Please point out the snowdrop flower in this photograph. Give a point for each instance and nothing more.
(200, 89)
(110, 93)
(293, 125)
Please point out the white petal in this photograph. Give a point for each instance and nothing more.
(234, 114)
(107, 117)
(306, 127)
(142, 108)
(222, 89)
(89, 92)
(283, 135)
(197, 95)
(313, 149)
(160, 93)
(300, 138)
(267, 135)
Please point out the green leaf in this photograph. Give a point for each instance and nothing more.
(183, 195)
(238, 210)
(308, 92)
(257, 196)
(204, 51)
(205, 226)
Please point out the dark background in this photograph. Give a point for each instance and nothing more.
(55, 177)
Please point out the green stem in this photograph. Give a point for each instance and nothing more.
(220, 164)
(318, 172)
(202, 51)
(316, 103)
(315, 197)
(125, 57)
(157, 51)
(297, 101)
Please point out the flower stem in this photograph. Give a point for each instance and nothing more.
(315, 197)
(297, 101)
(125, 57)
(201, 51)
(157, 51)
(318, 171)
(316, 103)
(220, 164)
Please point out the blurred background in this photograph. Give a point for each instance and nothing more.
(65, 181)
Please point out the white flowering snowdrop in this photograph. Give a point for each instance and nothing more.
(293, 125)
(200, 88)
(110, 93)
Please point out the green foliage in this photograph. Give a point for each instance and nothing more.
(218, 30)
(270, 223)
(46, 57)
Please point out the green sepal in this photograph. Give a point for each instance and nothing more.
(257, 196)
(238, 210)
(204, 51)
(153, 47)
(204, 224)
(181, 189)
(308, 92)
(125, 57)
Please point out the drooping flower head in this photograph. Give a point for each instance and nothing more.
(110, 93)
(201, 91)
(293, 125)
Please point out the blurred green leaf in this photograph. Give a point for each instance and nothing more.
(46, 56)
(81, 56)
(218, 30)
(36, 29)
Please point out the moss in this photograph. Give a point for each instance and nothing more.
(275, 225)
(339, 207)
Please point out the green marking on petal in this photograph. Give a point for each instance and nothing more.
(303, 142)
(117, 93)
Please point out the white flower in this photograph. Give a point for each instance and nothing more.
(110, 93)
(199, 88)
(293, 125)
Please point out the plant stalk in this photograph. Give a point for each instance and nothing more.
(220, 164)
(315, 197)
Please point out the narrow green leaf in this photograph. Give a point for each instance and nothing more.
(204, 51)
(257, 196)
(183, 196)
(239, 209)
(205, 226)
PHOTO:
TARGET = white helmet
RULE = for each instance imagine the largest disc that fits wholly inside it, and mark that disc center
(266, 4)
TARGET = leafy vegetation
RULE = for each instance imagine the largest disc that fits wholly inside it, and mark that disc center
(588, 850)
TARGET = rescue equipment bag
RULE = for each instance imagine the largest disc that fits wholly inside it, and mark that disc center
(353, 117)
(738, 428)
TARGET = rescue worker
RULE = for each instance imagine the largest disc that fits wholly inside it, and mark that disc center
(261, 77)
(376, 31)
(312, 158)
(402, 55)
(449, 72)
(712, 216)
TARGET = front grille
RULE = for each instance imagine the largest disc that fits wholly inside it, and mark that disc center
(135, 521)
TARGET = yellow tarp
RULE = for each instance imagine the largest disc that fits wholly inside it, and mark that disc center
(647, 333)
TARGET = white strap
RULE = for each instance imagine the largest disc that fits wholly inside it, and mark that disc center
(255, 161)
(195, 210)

## [Problem requirements]
Could you copy every item above word for word, keeping each line and each coordinate unchanged?

## [Exercise answer]
Please point out the snowdrop flower in this photograph. Give a point for each instance and nothing more.
(200, 89)
(110, 93)
(293, 125)
Please point out the white petal in this photograph. Give a point for each instance and nothing more.
(234, 114)
(107, 117)
(306, 127)
(142, 108)
(222, 89)
(89, 92)
(283, 135)
(197, 95)
(313, 149)
(160, 93)
(300, 138)
(267, 135)
Please point out the green leaf in this photograph. Give a point for each instance and nothing more.
(183, 195)
(238, 210)
(308, 92)
(257, 196)
(204, 51)
(205, 226)
Please point out the dark background in this photograph. Give a point for each instance and nothing more.
(55, 177)
Please point out the green stem in this photograph. Give a point for each instance and nothing more.
(220, 164)
(318, 172)
(202, 51)
(316, 103)
(315, 197)
(125, 57)
(157, 51)
(297, 101)
Please point out the flower stem in this photograph. Give a point for each instance and nothing more.
(315, 197)
(297, 101)
(125, 57)
(201, 51)
(157, 51)
(318, 171)
(316, 103)
(220, 164)
Please point out the blurred background in this photograph. Give a point for each instance and nothing more.
(65, 181)
Please point out the white flowering snowdrop in this photograph. Give a point for each instance and nothing more.
(293, 125)
(200, 88)
(110, 93)
Please point out the green foliage in this photograph. Give a point for each instance and nothing more.
(218, 30)
(270, 223)
(46, 57)
Please point out the green sepal in this photograph. Give a point for each instance and nothing more.
(257, 196)
(238, 210)
(204, 51)
(153, 47)
(204, 224)
(181, 189)
(308, 92)
(125, 57)
Please point out the drooping flower head in this photograph. Give a point for each instance and nothing more.
(110, 93)
(201, 91)
(293, 125)
Please point out the blurred green leaf in this photograph. Give a point for each instance and nothing more.
(46, 56)
(81, 56)
(218, 30)
(36, 29)
Please point out the moss in this photograph. Give a point for each instance and nothing more.
(275, 225)
(339, 207)
Please point out the green marking on petal in this photograph. Give a point for each instance and nothing more.
(303, 142)
(117, 93)
Please point out the white flower in this photograph. Give a point for each instance and nothing more.
(110, 93)
(199, 88)
(293, 125)
Please point out the plant stalk in this photograph. Give a point for each instance and nothing more.
(220, 164)
(315, 197)
Please point out the narrow green leaf in this photograph. Give a point for each instance and nothing more.
(204, 51)
(257, 196)
(183, 196)
(239, 209)
(205, 226)
PHOTO:
TARGET = white helmet
RULE = for each instance imagine the largest disc that fits wholly inside it, and mark that disc center
(266, 4)
TARGET = leafy vegetation
RULE = for each instance imagine the largest disc that fits wholly inside it, and mark that disc center
(588, 850)
TARGET = rescue equipment bag
RULE = for each instance imagine the largest disc that fits wholly inside it, and mark that disc center
(353, 117)
(738, 428)
TARGET = rescue worker
RULE = for each instance imagine the largest disc that fits wholly inside it, and mark that disc center
(261, 77)
(376, 31)
(312, 158)
(402, 55)
(449, 72)
(712, 216)
TARGET = front grille
RULE = for each instance imagine the largest disc that fits wholly inside it, and mark that disc center
(135, 521)
TARGET = yellow tarp
RULE = for each instance imagine the largest disc that fits wholly inside it, and mark that disc center
(647, 333)
TARGET = white strap
RULE = for each instance imagine the largest disc that fits wholly inside it, and mark that disc center
(255, 161)
(195, 210)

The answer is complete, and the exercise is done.